» **SHORT EXERCISE**
In the post on matching misspelled taxon names, rewrite the paragraph that begins "For the balance of essentially non-phonetic errors" as a bulleted list of the error types it describes.

» **PAGE TEXT**

An algorithm should for the most part be customized rather strictly: 
there is a limited set of variations that are very likely to be found, 
and it should be possible to deal with these efficiently.

***

I am happy to speak further to this topic, in case there is anyone on the list interested in the issues here.

To take Paul's points in reverse order:

- Misspelled taxon names (excluding authority portion):

Quote: "there is a limited set of variations that are very likely to be found, and it should be possible to deal with these efficiently." (Earlier it was also suggested that a fairly simple algorithm might suffice).

I built such a "simple algorithm" here in 2000-2001 (these days I call it the "Rees 2001 phonetic match" algorithm). Basically it looks for mismatches on single vs. repeated letters (e.g. Nicholsia vs. Nichollsia), dropped or added "h"'s (e.g. Coelorynchys vs. Coelorhynchus), some "phonetic" vowel substitutions (e.g. Penaeus vs. Peneus, oe/ae, i/y and a few others), and some "phonetic" consonant substitutions (e.g. c/k, s/z, a few others). In this version, the leading letter of any name was considered to be correct (as per Soundex and similar, non-specialised "phonetic" algorithms). This algorithm was first installed in my CAAB database (http://www.cmar.csiro.au/caab/) and later in Aphia in Belgium (ERMS, World Porifera database etc. etc.), and OBIS in the USA. It turns out that this catches around 35-40% of actual errors either from user queries, or in stored data, with very few false positives (unlike Soundex, which generates a massive number of false hits).

Later in 2007 I added a few refinements, to produce my "Rees 2007 phonetic algorithm". For this I allowed the leading character to vary in certain cases (Pteranodon/Teranodon, Euglena/Uglena etc.), and added a refinement to deal with variant gender endings in species epithets (not genera), e.g. to match Pinus radiata / -us / -um. This algorithm is currently installed in the Euro+Med Plantbase system in Germany. On test it catches around 50% of errors, the balance being therefore "non-phonetic" (according to this definition) and non-gender errors.

For the balance of essentially non-phonetic errors, it is interesting to see what these comprise. Some are predictable e.g. transposed characters (e.g. Acropaginula/Arcopaginula) or the same with a character pair or syllable (serrulatus/serratulus). Some are generated by faulty OCR (optical character recognition) e.g. l/t, l/i, o/e, ri/n, rn/m. Some are keystroke errors from hitting a key adjacent to the intended one e.g. b/v, t/y. Some are simply bad characters inserted e.g. ; or * or $ or / for no obvious reason. Many are random missing characters or extra characters inserted anywhere (though rather rarely at the beginning or end). Sometimes a whole syllable is inserted or missing (e.g. triangulum/triangulatum).

In the end I decided it was not worth trying to cope with all of these cases separately since virtually all of them can be treated as one or more characters either missing, altered, inserted, or transposed. To detect these requires a type of test belong to the family of "edit distance" tests which are rather slow (e.g. 10 secs to test a single input name against 10,000 names, 16+ mins to test against 1m names) so requires a lot of pre-filtering (using human-devised rules) to avoid testing lots of names that almost certainly will not match, then more filtering (again using human-set rules) of the resulting raw hits to try so far as possible to eliminate false hits while keeping the result "bag" that will include true ones (if present).

» **LISTED RECORDS**
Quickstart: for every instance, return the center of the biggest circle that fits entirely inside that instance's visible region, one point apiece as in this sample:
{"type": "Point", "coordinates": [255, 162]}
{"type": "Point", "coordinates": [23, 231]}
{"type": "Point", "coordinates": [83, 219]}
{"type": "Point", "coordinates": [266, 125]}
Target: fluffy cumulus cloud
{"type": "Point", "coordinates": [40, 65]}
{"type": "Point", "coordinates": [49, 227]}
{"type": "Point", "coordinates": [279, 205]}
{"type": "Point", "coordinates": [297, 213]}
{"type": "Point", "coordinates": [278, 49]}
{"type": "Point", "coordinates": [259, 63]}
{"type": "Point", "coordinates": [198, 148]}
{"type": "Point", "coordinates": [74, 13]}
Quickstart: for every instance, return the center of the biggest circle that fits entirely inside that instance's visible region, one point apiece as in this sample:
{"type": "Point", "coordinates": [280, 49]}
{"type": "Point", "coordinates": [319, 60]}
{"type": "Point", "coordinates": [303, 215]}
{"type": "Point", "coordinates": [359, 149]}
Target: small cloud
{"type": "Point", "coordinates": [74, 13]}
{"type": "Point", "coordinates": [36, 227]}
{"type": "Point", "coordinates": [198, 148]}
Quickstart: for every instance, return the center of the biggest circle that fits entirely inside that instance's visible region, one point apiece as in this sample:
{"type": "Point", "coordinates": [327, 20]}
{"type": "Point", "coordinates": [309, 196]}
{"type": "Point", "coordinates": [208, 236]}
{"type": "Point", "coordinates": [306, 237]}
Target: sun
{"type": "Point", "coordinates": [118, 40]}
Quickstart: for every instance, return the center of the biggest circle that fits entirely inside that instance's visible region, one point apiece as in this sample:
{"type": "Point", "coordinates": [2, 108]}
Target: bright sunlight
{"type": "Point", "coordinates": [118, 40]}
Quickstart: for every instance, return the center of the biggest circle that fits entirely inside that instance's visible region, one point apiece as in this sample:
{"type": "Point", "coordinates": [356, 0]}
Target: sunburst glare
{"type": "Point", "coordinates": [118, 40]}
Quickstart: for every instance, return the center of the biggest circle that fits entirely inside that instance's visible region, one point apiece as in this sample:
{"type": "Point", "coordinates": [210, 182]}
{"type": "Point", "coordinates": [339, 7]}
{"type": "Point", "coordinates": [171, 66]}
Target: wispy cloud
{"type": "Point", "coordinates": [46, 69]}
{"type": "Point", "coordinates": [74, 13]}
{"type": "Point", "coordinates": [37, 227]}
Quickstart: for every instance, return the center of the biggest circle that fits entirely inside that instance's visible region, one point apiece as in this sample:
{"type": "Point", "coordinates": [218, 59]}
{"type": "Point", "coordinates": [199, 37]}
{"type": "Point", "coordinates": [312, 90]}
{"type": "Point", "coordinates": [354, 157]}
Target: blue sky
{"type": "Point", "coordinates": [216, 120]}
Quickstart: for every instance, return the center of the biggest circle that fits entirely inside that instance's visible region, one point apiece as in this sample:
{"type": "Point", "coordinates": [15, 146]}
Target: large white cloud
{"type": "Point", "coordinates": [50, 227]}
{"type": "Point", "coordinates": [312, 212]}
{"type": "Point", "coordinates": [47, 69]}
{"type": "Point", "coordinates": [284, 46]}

» **TASK RESPONSE**
- Transposed characters (Acropaginula/Arcopaginula), or a transposed character pair or syllable (serrulatus/serratulus)
- Faulty OCR errors such as l/t, l/i, o/e, ri/n, rn/m
- Keystroke errors from hitting an adjacent key, such as b/v, t/y
- Bad characters inserted for no obvious reason, such as ; or * or $ or /
- Random missing or extra characters anywhere in the name, though rarely at the beginning or end
- A whole syllable inserted or missing (triangulum/triangulatum)